Work instructions: Could you rewrite everything from the line containing "formatted like [292,554]." down to the end of the material, both ends included, requests and all, with each point coordinate in the answers multiplied by 0.55 and rounded to a whole number (halves up)? Leave the requests and their format samples unchanged, and leave the pictures out.

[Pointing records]

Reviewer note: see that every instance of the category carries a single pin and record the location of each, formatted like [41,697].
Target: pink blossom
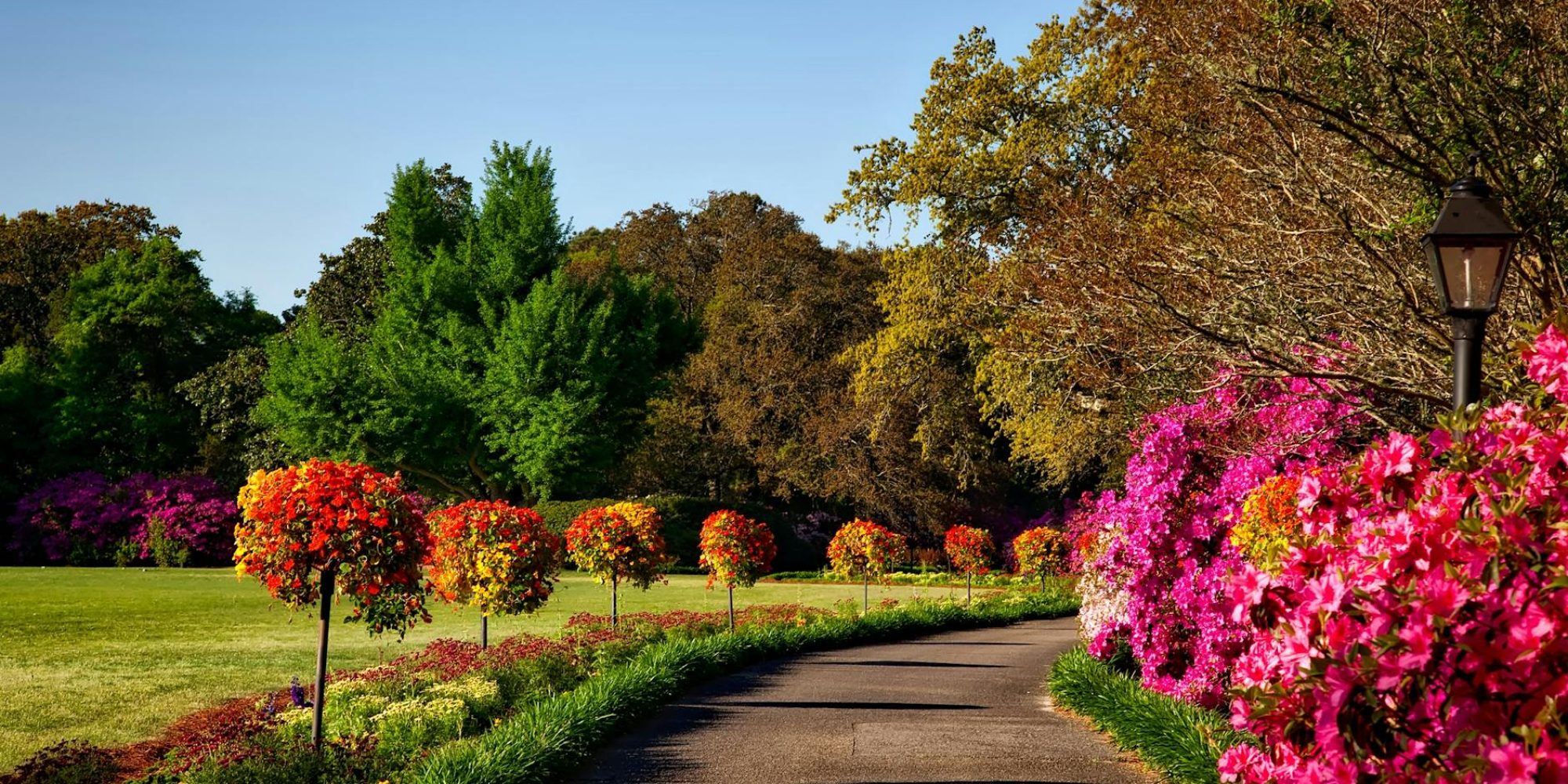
[1511,764]
[1547,361]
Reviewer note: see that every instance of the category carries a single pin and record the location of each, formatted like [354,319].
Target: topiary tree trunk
[328,587]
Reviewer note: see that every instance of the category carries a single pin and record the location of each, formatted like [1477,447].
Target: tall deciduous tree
[132,328]
[42,252]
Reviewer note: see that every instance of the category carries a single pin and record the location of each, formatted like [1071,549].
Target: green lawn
[112,656]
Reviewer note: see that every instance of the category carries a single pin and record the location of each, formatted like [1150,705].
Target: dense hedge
[1178,739]
[546,741]
[684,524]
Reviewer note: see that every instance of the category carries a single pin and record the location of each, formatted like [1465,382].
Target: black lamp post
[1470,249]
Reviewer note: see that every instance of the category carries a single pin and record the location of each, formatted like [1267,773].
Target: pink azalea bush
[1420,626]
[1163,573]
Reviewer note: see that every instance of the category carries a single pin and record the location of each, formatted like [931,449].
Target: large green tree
[42,252]
[484,371]
[132,328]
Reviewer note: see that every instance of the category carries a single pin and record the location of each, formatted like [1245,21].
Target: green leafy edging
[1178,739]
[550,739]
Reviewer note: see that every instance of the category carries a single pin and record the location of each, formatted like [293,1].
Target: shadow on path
[954,708]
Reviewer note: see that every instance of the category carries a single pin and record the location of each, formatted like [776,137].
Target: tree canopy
[485,369]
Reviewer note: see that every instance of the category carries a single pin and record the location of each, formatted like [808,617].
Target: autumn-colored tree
[736,551]
[311,531]
[620,543]
[868,551]
[1040,553]
[1155,187]
[495,557]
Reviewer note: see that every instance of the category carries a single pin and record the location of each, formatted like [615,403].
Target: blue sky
[269,132]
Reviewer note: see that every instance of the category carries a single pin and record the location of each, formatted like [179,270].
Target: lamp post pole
[1468,336]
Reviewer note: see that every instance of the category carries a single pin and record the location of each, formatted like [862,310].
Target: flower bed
[383,719]
[399,720]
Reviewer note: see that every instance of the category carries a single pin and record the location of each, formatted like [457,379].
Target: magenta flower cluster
[1420,626]
[1161,583]
[89,520]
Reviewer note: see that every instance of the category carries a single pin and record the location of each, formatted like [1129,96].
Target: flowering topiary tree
[868,551]
[311,531]
[970,551]
[736,551]
[495,557]
[1167,559]
[1417,628]
[620,543]
[1040,553]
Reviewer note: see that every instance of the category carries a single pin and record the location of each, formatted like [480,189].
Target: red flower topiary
[736,550]
[970,550]
[620,543]
[1040,553]
[344,518]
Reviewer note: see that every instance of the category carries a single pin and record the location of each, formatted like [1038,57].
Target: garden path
[959,706]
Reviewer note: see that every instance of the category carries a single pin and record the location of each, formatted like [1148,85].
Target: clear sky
[269,132]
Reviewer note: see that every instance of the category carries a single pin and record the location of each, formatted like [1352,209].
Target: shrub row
[1175,738]
[546,741]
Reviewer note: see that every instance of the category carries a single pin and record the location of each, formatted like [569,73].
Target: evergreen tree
[479,363]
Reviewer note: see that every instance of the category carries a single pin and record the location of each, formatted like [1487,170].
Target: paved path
[959,706]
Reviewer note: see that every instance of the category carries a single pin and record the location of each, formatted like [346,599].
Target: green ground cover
[112,656]
[1178,739]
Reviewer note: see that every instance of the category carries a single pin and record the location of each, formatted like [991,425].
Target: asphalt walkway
[959,706]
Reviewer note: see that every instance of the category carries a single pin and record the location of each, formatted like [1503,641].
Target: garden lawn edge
[1178,739]
[550,739]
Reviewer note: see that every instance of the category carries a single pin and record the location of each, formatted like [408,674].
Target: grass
[548,739]
[1178,739]
[112,656]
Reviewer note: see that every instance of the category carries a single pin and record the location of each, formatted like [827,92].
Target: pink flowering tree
[1160,578]
[1418,630]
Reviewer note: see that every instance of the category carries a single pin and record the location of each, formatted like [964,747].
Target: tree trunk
[328,587]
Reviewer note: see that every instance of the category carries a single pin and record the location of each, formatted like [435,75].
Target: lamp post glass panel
[1470,249]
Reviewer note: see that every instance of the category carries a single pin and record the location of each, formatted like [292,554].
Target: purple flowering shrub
[85,520]
[65,523]
[1163,550]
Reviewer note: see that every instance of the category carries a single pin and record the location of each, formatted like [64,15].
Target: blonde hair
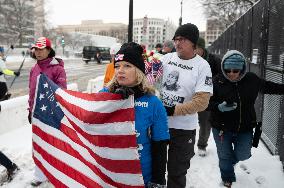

Exercise solution:
Reviewer note: see that every instance of the category carries a single pin and record the location of each, formatted like [292,554].
Target: purple flowering shrub
[47,286]
[36,288]
[640,303]
Reviewer note: see that every instance of the category carries a single pin and record the location of each, formatted like [64,15].
Target: blonde hair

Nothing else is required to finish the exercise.